■ SELECTED PASSAGE:

Dilworth makes an assertion the California hearing involved an alleged criminal act. Nothing in the record leads to that conclusion, nor does defendant point to any facts or cite any law to support it. The purpose was not stated though it indicates some employees of the corporation had made claims for wages due and the validity of these was discussed at the hearing. From our examination of pertinent sections of the California Labor Code and opinions cited by the State we conclude this was an administrative proceeding of the wage claims made against the employer corporation (not Dilworth) under Section 92 of the California Labor Code and unrelated to any criminal acts. See Ex Parte Trombley, 31 Cal. 2d 801, 193 P.2d 734, and People v. Hampton, 236 Cal. App. 2d 795, 46 Cal. Rptr. 338.
Two other matters deserve mention. As in State v. Sinnott, supra, there is "no indication that the civil action (here administrative hearing) in which appellant testified was brought to secure evidence of his guilt of a crime." Statements he was President, owned 40% of the stock and other voluntary testimony of SBIC's and other corporations' affairs at this hearing with no hint of any criminal act were far removed from and prior to the time the embezzlement prosecution was commenced. It further appears after one off-the-record break, Dilworth testified he was with the Bank of America 26 years, and after another the Commissioner advised him he had not informed him as to his rights here, to which Dilworth stated, "Oh, I understand". Then followed:"Q You have a right to counsel and you have a right not to make any statement that may tend to incriminate you. Now, these statements have been made and what is your position now ? "A The truth is the truth, Mr. Pierce. I have nothing at all to hide and I know that I have an obligation to pay these things. I intend to do so as soon as it is humanly possible. Mr. Callahan, I am sure, felt that I was telling him the truth when I told him this".

■ JOB 1:
Output the court opinion exactly, everything from "Dilworth makes an" down to "Cal. Rptr. 338.".
The court opinion and the records are unrelated to each other.

■ SUPPLIED MATERIAL:

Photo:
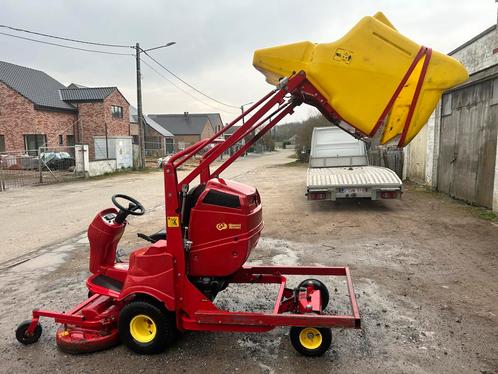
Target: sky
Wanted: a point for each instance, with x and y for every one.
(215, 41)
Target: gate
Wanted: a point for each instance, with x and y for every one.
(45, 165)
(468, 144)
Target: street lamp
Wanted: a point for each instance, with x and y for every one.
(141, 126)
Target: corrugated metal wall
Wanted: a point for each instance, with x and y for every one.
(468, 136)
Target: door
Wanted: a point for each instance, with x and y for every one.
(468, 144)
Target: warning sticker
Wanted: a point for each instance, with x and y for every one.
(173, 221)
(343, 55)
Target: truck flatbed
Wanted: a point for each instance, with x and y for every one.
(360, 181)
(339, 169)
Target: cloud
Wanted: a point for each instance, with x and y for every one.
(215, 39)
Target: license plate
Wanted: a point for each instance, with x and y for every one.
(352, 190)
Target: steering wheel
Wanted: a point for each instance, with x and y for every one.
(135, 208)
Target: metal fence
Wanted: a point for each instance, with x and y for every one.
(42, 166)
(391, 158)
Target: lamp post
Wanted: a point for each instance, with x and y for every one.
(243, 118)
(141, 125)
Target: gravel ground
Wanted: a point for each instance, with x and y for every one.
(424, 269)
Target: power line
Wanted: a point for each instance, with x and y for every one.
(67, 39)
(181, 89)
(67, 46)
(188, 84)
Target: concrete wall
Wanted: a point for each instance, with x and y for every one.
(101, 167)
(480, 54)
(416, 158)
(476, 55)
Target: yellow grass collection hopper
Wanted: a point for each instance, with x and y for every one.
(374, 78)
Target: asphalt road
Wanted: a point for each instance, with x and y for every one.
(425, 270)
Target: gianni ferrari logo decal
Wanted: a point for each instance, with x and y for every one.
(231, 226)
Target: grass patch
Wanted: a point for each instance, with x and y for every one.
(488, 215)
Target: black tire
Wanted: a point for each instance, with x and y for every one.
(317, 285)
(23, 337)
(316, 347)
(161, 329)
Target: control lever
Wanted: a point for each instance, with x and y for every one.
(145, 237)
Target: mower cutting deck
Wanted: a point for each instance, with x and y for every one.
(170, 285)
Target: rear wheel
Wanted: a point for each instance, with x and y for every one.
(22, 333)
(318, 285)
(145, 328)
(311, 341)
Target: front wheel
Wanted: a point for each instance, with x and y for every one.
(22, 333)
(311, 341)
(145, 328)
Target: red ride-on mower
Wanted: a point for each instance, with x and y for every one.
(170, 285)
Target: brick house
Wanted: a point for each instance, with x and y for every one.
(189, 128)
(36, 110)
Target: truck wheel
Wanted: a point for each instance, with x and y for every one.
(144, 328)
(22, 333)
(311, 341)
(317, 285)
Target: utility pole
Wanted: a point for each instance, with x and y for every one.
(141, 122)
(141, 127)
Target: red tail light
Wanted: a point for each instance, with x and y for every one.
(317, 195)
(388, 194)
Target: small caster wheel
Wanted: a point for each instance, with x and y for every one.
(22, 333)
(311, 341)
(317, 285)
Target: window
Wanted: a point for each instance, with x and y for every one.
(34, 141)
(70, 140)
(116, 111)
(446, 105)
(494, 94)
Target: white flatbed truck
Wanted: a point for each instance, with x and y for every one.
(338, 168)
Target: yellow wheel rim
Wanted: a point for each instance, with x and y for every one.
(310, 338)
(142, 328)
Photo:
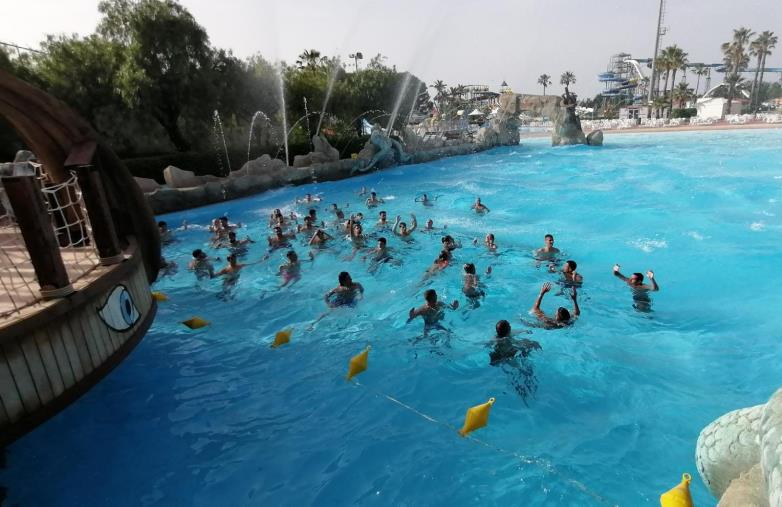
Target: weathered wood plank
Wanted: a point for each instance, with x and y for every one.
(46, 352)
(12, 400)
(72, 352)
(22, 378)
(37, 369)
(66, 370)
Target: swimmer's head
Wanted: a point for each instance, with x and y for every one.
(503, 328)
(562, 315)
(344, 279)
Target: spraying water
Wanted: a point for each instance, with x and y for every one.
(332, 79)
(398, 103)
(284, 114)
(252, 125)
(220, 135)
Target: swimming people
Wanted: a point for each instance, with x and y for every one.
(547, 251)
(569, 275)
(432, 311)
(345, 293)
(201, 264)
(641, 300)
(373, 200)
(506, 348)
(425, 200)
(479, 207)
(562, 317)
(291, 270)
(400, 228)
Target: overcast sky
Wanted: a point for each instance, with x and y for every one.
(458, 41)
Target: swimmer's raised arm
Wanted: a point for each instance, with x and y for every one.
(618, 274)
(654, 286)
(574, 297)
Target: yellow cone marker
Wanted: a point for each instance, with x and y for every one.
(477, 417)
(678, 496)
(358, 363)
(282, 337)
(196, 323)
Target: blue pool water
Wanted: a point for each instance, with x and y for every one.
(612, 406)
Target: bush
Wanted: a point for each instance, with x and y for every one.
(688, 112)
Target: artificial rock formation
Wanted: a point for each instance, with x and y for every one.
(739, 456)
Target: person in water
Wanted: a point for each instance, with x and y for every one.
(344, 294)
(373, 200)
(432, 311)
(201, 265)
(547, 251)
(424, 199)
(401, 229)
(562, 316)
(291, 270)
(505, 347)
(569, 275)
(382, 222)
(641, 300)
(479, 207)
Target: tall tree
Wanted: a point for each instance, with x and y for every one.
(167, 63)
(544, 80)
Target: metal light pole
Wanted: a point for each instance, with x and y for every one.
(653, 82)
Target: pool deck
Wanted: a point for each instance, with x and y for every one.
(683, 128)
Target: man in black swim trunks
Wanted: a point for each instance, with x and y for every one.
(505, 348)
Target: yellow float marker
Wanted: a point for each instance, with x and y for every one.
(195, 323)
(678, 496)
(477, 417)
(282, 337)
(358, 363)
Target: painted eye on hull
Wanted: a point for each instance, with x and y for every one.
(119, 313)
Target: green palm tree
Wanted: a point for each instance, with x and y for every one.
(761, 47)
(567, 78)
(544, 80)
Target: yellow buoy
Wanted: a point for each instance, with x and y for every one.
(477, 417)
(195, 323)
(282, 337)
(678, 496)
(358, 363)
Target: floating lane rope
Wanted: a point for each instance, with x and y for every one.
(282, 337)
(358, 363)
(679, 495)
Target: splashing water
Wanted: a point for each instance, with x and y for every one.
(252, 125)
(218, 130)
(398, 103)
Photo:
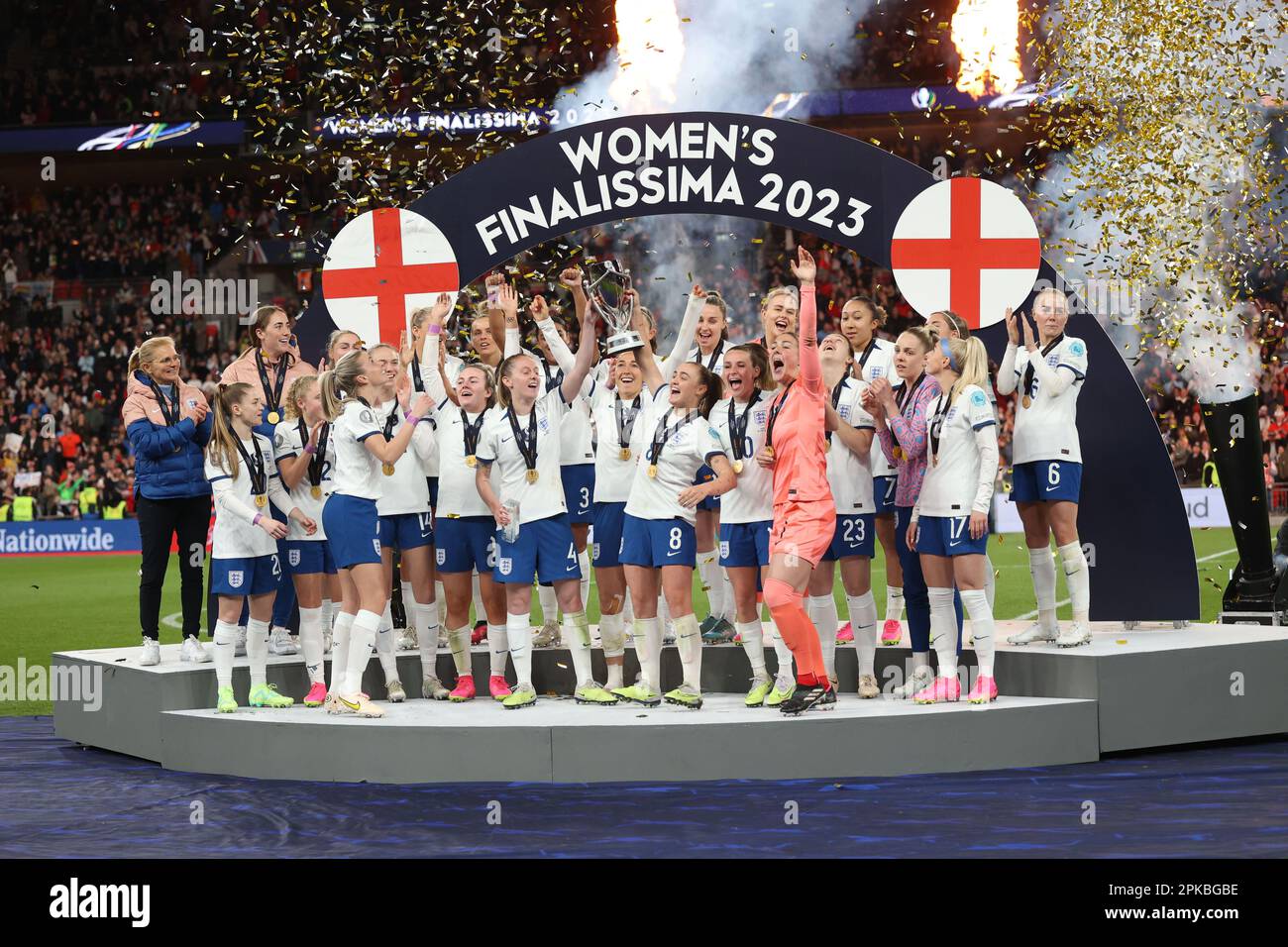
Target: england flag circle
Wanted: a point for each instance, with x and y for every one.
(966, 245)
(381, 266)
...
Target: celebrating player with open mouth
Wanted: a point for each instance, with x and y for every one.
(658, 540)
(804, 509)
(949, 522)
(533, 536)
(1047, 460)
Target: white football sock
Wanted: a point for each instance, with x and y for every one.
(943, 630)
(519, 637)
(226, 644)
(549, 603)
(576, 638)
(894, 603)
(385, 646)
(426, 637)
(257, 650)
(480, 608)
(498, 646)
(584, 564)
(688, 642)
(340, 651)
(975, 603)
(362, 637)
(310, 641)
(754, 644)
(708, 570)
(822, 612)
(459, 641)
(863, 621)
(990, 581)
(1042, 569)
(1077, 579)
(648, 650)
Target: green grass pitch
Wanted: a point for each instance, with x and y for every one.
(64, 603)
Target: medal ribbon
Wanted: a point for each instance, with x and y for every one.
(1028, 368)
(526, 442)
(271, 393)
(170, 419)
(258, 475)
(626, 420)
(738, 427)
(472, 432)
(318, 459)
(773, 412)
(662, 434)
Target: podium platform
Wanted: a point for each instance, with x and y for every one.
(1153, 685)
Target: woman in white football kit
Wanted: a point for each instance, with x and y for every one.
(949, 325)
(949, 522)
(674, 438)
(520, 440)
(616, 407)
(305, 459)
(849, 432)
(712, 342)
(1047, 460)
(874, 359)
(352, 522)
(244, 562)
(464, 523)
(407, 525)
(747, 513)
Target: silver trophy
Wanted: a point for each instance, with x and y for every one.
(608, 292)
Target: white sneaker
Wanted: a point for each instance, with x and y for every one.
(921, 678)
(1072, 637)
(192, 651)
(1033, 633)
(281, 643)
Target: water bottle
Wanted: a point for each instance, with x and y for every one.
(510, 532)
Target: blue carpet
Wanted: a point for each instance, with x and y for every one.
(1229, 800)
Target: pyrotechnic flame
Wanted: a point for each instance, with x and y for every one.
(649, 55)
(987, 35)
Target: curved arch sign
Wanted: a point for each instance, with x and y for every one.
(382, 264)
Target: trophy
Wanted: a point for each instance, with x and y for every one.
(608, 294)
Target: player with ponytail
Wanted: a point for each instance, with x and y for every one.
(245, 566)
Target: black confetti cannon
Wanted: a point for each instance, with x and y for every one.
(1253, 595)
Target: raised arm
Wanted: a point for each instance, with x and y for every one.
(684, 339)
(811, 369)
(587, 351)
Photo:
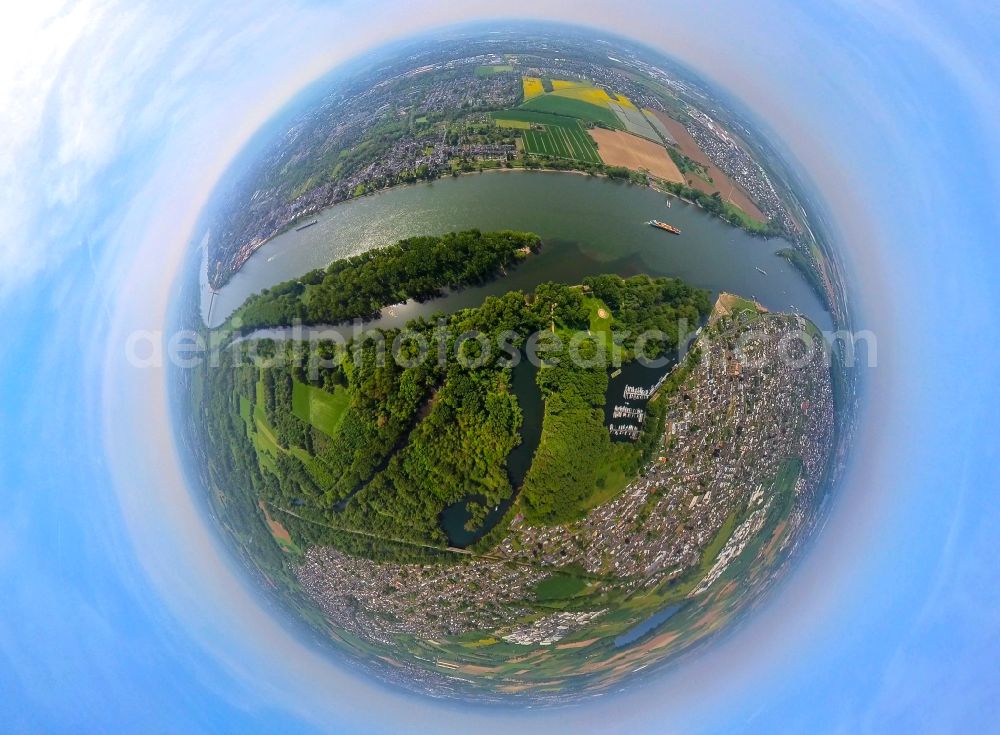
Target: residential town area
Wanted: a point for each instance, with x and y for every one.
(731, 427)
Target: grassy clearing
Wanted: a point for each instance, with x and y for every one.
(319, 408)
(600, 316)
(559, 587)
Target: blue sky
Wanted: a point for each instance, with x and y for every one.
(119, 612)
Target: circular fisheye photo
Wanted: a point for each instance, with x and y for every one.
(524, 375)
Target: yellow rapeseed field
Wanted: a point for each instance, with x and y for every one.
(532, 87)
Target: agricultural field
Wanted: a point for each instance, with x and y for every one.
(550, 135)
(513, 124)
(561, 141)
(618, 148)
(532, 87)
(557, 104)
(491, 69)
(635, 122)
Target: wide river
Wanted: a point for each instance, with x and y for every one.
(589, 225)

■ JOB 2:
Find every line in the records that contains the string "yellow", matching case exactly, and copy each of those lines.

■ WRITTEN RESPONSE 1:
Dilworth makes an assertion the California hearing involved an alleged criminal act. Nothing in the record leads to that conclusion, nor does defendant point to any facts or cite any law to support it. The purpose was not stated though it indicates some employees of the corporation had made claims for wages due and the validity of these was discussed at the hearing. From our examination of pertinent sections of the California Labor Code and opinions cited by the State we conclude this was an administrative proceeding of the wage claims made against the employer corporation (not Dilworth) under Section 92 of the California Labor Code and unrelated to any criminal acts. See Ex Parte Trombley, 31 Cal. 2d 801, 193 P.2d 734, and People v. Hampton, 236 Cal. App. 2d 795, 46 Cal. Rptr. 338.

■ WRITTEN RESPONSE 2:
Target: yellow grass collection hopper
Target: yellow wheel rim
Target: yellow cone marker
Target: yellow float marker
Target: yellow buoy
Target: yellow rapeseed field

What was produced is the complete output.